- **REQUIREMENT**: Copy out the data exactly, leaving the pictures behind.

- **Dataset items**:
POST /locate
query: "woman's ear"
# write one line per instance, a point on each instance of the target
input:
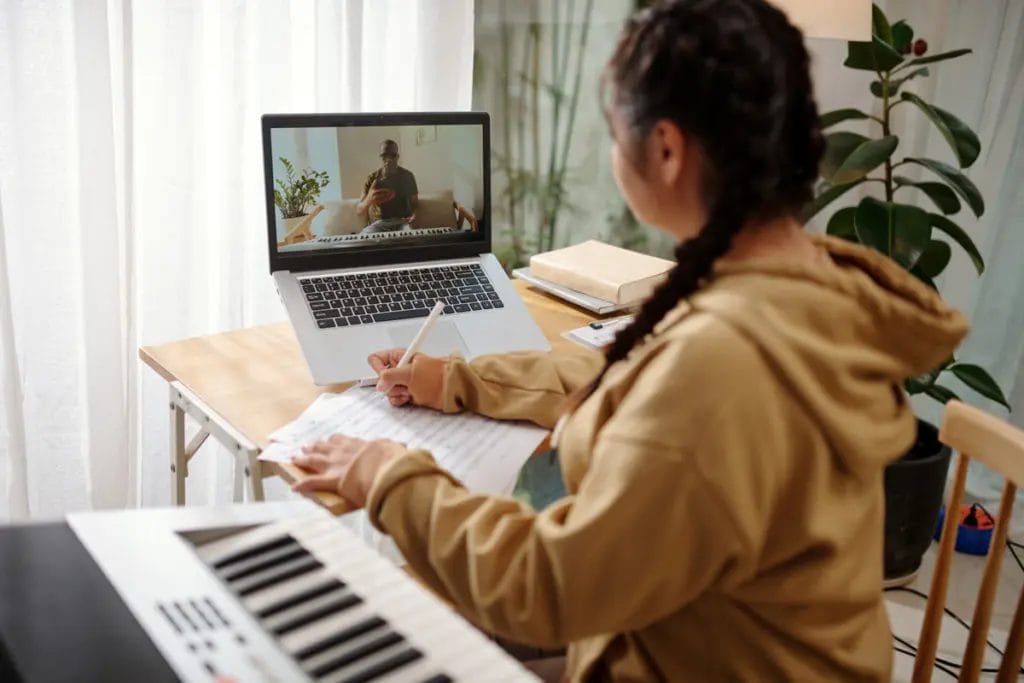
(667, 153)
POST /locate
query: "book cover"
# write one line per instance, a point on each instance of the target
(602, 270)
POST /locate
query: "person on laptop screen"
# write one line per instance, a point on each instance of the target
(389, 195)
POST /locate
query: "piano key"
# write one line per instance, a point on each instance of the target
(374, 666)
(242, 547)
(275, 574)
(320, 651)
(312, 610)
(266, 600)
(351, 651)
(323, 587)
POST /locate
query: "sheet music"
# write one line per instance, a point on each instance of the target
(485, 455)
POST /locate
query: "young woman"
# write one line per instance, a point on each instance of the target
(724, 460)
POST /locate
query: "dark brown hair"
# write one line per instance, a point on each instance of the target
(733, 75)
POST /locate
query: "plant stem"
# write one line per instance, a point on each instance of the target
(885, 131)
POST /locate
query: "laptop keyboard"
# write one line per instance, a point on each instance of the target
(338, 301)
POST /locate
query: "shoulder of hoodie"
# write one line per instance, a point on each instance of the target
(696, 370)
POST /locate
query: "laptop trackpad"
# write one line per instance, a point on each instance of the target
(442, 340)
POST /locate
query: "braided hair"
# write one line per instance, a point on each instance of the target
(733, 76)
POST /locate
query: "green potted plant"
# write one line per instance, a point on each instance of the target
(295, 195)
(918, 239)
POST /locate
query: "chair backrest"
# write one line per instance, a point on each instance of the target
(1000, 446)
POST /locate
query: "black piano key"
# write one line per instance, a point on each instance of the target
(264, 561)
(341, 603)
(386, 639)
(258, 549)
(276, 574)
(341, 637)
(308, 594)
(386, 666)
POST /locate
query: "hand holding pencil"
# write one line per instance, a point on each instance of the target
(407, 376)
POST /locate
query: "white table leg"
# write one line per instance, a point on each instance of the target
(178, 460)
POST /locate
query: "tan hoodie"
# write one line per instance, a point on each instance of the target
(725, 505)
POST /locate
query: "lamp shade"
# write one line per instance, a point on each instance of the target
(848, 19)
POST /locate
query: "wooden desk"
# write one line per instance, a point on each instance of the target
(240, 386)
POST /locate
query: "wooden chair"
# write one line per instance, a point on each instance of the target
(1000, 446)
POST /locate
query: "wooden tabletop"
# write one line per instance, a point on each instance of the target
(257, 380)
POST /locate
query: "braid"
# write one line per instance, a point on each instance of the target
(733, 75)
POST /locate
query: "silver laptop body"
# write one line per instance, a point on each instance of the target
(358, 275)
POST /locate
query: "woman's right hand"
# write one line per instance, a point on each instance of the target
(420, 382)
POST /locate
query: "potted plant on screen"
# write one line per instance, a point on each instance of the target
(294, 197)
(891, 219)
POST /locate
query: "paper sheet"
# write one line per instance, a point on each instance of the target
(485, 455)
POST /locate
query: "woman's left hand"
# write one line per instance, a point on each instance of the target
(345, 466)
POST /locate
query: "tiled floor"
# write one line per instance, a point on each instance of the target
(905, 609)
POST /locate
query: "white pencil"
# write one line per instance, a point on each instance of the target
(414, 346)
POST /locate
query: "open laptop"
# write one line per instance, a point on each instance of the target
(372, 218)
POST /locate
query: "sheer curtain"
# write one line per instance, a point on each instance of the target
(131, 205)
(985, 90)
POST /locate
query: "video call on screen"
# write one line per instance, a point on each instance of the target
(377, 185)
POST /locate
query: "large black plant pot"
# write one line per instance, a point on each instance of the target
(914, 484)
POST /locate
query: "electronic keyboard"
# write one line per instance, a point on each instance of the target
(276, 592)
(358, 238)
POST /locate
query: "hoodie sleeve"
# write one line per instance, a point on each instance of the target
(530, 385)
(645, 534)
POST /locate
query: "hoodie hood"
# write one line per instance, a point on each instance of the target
(843, 338)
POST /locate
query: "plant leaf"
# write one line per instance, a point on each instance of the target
(896, 83)
(832, 118)
(940, 393)
(875, 55)
(841, 224)
(871, 223)
(964, 141)
(943, 198)
(863, 160)
(960, 182)
(938, 56)
(902, 36)
(960, 237)
(934, 260)
(880, 25)
(898, 230)
(829, 195)
(838, 147)
(978, 379)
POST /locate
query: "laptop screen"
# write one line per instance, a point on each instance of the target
(351, 185)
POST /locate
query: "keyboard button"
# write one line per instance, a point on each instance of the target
(400, 314)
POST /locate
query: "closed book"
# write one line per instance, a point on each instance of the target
(612, 273)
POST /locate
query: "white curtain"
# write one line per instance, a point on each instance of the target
(984, 89)
(131, 205)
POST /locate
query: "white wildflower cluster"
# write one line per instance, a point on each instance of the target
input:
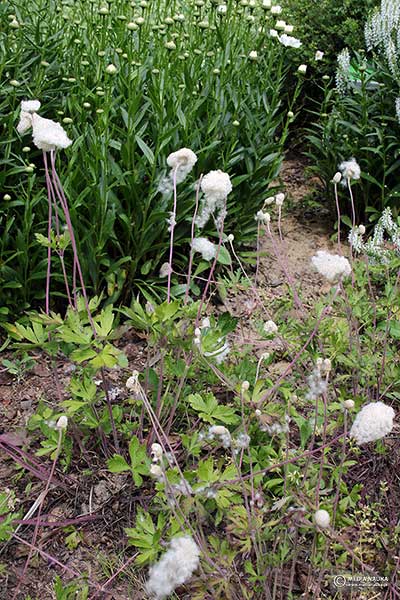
(216, 186)
(207, 249)
(289, 41)
(331, 266)
(262, 217)
(317, 384)
(386, 234)
(47, 135)
(350, 170)
(382, 33)
(373, 422)
(342, 72)
(181, 163)
(176, 566)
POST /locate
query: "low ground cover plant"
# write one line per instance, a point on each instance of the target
(226, 473)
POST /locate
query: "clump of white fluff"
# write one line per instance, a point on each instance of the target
(350, 169)
(331, 266)
(373, 422)
(181, 162)
(206, 248)
(216, 186)
(47, 134)
(175, 567)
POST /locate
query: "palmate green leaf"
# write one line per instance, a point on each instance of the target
(117, 464)
(210, 411)
(145, 149)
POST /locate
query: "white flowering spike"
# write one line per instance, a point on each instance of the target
(174, 568)
(289, 41)
(373, 422)
(288, 29)
(322, 518)
(62, 422)
(350, 169)
(206, 248)
(270, 328)
(331, 266)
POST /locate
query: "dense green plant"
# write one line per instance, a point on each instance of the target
(359, 123)
(183, 77)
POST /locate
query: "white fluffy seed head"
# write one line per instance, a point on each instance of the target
(373, 422)
(216, 184)
(62, 422)
(174, 568)
(350, 169)
(182, 158)
(48, 135)
(206, 248)
(322, 518)
(331, 266)
(337, 177)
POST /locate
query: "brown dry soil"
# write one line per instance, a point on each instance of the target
(109, 498)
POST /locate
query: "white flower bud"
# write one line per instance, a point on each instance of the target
(322, 518)
(62, 422)
(156, 471)
(156, 452)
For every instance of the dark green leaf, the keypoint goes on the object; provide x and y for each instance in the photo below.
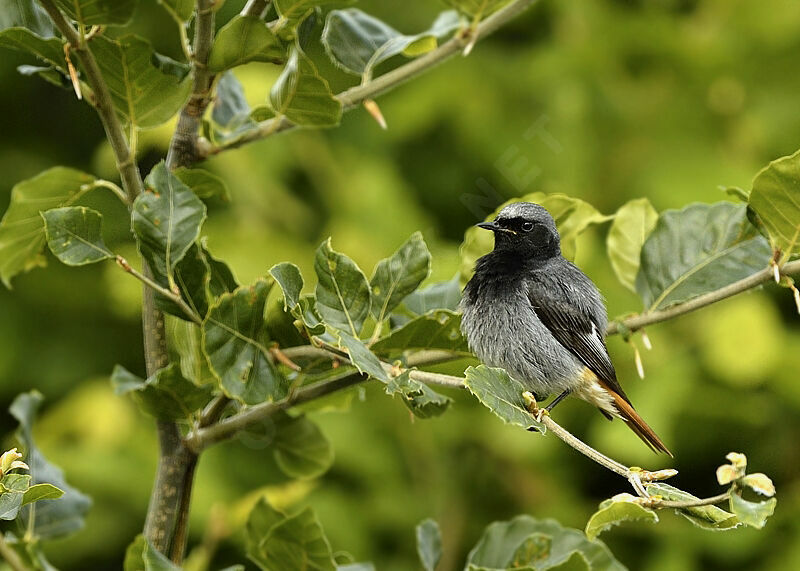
(526, 542)
(343, 293)
(98, 12)
(358, 42)
(146, 89)
(166, 395)
(429, 544)
(572, 217)
(301, 450)
(74, 235)
(616, 510)
(244, 39)
(439, 329)
(775, 198)
(41, 492)
(698, 249)
(632, 224)
(363, 359)
(179, 9)
(501, 394)
(291, 281)
(204, 184)
(420, 399)
(706, 517)
(166, 221)
(52, 518)
(235, 344)
(22, 234)
(302, 96)
(754, 514)
(396, 277)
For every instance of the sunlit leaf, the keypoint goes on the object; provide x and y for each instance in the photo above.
(51, 518)
(706, 517)
(166, 395)
(235, 342)
(358, 42)
(22, 235)
(775, 198)
(244, 39)
(529, 543)
(98, 12)
(396, 277)
(147, 89)
(501, 394)
(74, 235)
(343, 293)
(420, 399)
(632, 224)
(429, 544)
(619, 509)
(698, 249)
(303, 96)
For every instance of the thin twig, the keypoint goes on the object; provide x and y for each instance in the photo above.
(638, 321)
(354, 96)
(173, 297)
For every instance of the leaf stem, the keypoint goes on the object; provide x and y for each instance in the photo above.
(354, 96)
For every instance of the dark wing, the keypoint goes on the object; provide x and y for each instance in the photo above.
(571, 316)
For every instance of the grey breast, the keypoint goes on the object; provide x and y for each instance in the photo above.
(503, 330)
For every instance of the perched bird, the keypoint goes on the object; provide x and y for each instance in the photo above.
(535, 314)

- **SOLUTION TO THIS EXERCISE**:
POST /locate
query: "woman's ear"
# write one line per instance, a point on each instance of the target
input:
(667, 153)
POST /locate
query: "book cover"
# write one line per instance, a point on each instance of the target
(602, 270)
POST /locate
query: "person on laptop screen"
# write one line per instance, a point on each instance of the target
(389, 195)
POST /locate
query: "piano key"
# write one line per instance, a point on each instance of the target
(374, 666)
(242, 547)
(275, 574)
(320, 651)
(312, 610)
(266, 600)
(351, 651)
(323, 587)
POST /locate
query: "sheet music"
# write one line per instance, a point on each instance of the target
(485, 455)
POST /locate
query: "young woman"
# write one line per instance, a point on each instance of the target
(724, 460)
POST /locate
query: "dark brown hair"
# write one line per instance, a point on each instance of the target
(733, 75)
POST /locate
query: "plant stem"
# write one line per instance, a point on each instance of the target
(885, 131)
POST /locate
query: "laptop keyboard"
# write one line per instance, a point on each instance of the target
(338, 301)
POST /locate
query: "shoulder of hoodie"
# write one line per instance, a point on each instance of the target
(696, 370)
POST /locate
query: "laptop trackpad"
# write one line per instance, a point on each instance of the target
(442, 340)
POST /locate
query: "braided hair"
# write one line per instance, a point on each instance of the target
(733, 76)
POST /locate
query: "green potted plant"
# write one line per instance, a point on each instance of the target
(295, 195)
(918, 239)
POST /locate
query: "chair backrest"
# write one line per instance, a point on each instance of the target
(1000, 446)
POST /locate
query: "black piano key"
# write one line per instance, a point on each instance of the target
(264, 561)
(341, 603)
(386, 639)
(258, 549)
(276, 574)
(341, 637)
(308, 594)
(386, 666)
POST /locate
query: "hand holding pencil"
# write one line per instance, a point on each instance of the target
(407, 376)
POST /locate
query: "white table leg"
# write one line per instance, a point on each instance of the target
(178, 460)
POST /locate
query: "tan hoodie"
# write one line per instance, a point on each instance of the target
(725, 505)
POST /locate
query: "lamp shade"
# write one line per instance, a point on each instance of the target
(848, 19)
POST /locate
query: "wooden desk"
# write one line per instance, a point on each instance of the target
(240, 386)
POST /locate
query: "wooden chair"
# write one line per instance, a point on each instance of the target
(1000, 446)
POST /locate
query: "wooden tabletop"
# write one line per instance, a point on each instance of the target
(257, 380)
POST /locate
query: "braid"
# write one line per instance, a point on each instance of the target
(733, 75)
POST /locate
query: "silver laptop body"
# write one line per instance, a point on each instance of the target
(358, 275)
POST /locate
query: "woman's right hand"
# write one line per instance, a point on each instance of the target
(420, 382)
POST /locate
query: "potted plant on screen"
# write one line per instance, a point on each instance of the target
(294, 197)
(891, 219)
POST /locate
query: "paper sheet"
# write one line per instance, a point on each instance of the target
(485, 455)
POST /locate
query: "woman's left hand"
# write one line per instance, a point on each instance of the target
(345, 466)
POST /locate
query: "tiled floor"
# write one line per instance, a point on each instance of the target
(905, 609)
POST /locate
query: "white pencil"
# write one line per instance, a point on each instance of the target
(414, 346)
POST /locate
query: "open laptop"
# write one line per instance, a point on each instance of the target
(372, 218)
POST /locate
query: "sheer curtain"
# write one line per instance, a point on each instance of the target
(131, 205)
(985, 90)
POST /locate
query: "video call on screen"
# write one line per instance, a point on each instance of the target
(377, 185)
POST /locate
query: "large black plant pot"
# write one line per instance, a point on each instance of the target
(914, 484)
POST /locate
query: "electronic keyboard"
# write one line per instance, a point on each instance of the target
(276, 592)
(358, 238)
POST /locate
query: "hoodie sleeve"
# write one line per instance, a point on each instance of the target
(530, 385)
(645, 534)
POST /locate
query: "hoodie hood"
# write one line per instance, a point on each instance of the target
(843, 338)
POST /locate
query: "plant leaf"
# write one line per instance, a point on each instance of the target
(896, 83)
(832, 118)
(940, 393)
(875, 55)
(841, 224)
(871, 223)
(964, 141)
(943, 198)
(863, 160)
(960, 182)
(938, 56)
(902, 36)
(960, 237)
(934, 260)
(880, 25)
(898, 230)
(829, 195)
(838, 147)
(978, 379)
POST /locate
query: "laptop screen"
# write one line per instance, a point on each instance of the target
(351, 185)
POST /locate
query: "keyboard button"
# write one line per instance, a point on each instance of the target
(400, 314)
POST /locate
query: "closed book"
# write one line per instance, a point on each instance of the target
(612, 273)
POST /locate
query: "white curtain"
# write one line per instance, a point on each instance of the target
(984, 89)
(131, 205)
POST /locate
query: "white wildflower cluster"
# write one line per instance, a point on each instance of the target
input:
(216, 186)
(207, 249)
(289, 41)
(331, 266)
(262, 217)
(317, 384)
(386, 234)
(47, 135)
(350, 170)
(382, 33)
(373, 422)
(342, 72)
(181, 163)
(176, 566)
POST /locate
query: "low ground cover plant"
# write one line per instance, a point on each instance of the target
(226, 473)
POST /locate
query: "clump of white fluff"
# write one line per instance, a point on each instance of the target
(350, 169)
(331, 266)
(373, 422)
(181, 162)
(206, 248)
(216, 186)
(47, 134)
(175, 567)
POST /locate
query: "palmate green leaf"
# write one line per instance, a point on each instance of the target
(117, 464)
(210, 411)
(145, 149)
POST /locate
query: "white flowering spike"
# write one line per instance, a point on each instance of the target
(174, 568)
(289, 41)
(373, 422)
(288, 29)
(322, 518)
(62, 422)
(350, 169)
(206, 248)
(270, 328)
(331, 266)
POST /locate
query: "dense green plant"
# write one line per instance, a point on each instance of the target
(359, 123)
(183, 77)
POST /locate
query: "white fluffy seed head"
# write one line per instance, a point on each instance of the target
(373, 422)
(216, 184)
(62, 422)
(174, 568)
(350, 169)
(182, 158)
(48, 135)
(206, 248)
(322, 518)
(331, 266)
(337, 177)
POST /locate
query: "brown dry soil"
# write one line per instance, a point on each instance of the target
(109, 498)
POST /locate
query: "white flower bud"
# write one line per instance, a point on each instance of the target
(322, 518)
(62, 422)
(156, 471)
(156, 452)
For every instance of the dark green leaf, the keypoint goes on the object; provide x and y for each instance in the photo below.
(526, 542)
(343, 293)
(98, 12)
(358, 42)
(146, 89)
(166, 395)
(429, 544)
(572, 217)
(301, 450)
(74, 235)
(616, 510)
(244, 39)
(439, 329)
(775, 198)
(41, 492)
(698, 249)
(632, 224)
(363, 359)
(179, 9)
(501, 394)
(291, 281)
(204, 184)
(420, 399)
(706, 517)
(166, 221)
(52, 518)
(235, 344)
(22, 234)
(302, 96)
(754, 514)
(396, 277)
For every instance of the sunlit leaf, the keypoint goes on the object; provide x and y for each instance in the photo above.
(51, 518)
(706, 517)
(166, 395)
(235, 342)
(358, 42)
(22, 235)
(775, 198)
(244, 39)
(529, 543)
(98, 12)
(396, 277)
(147, 89)
(501, 394)
(74, 235)
(343, 293)
(420, 399)
(632, 224)
(429, 544)
(619, 509)
(698, 249)
(303, 96)
For every instance of the thin twig, the keypoint goes on the object; provide x and y for each instance in the photo above.
(638, 321)
(354, 96)
(173, 297)
For every instance of the leaf stem, the keypoint goes on the object; provide x and y for each instance in the photo above.
(354, 96)
For every instance of the dark wing, the keypoint goes on the object; provide x and y for each instance in the photo above.
(571, 316)
For every instance of the grey breast, the keypoint goes on the object; provide x and y for each instance in the photo above.
(503, 330)
For every instance of the perched bird, the keypoint goes on the object; provide x and y for each instance in the photo above.
(535, 314)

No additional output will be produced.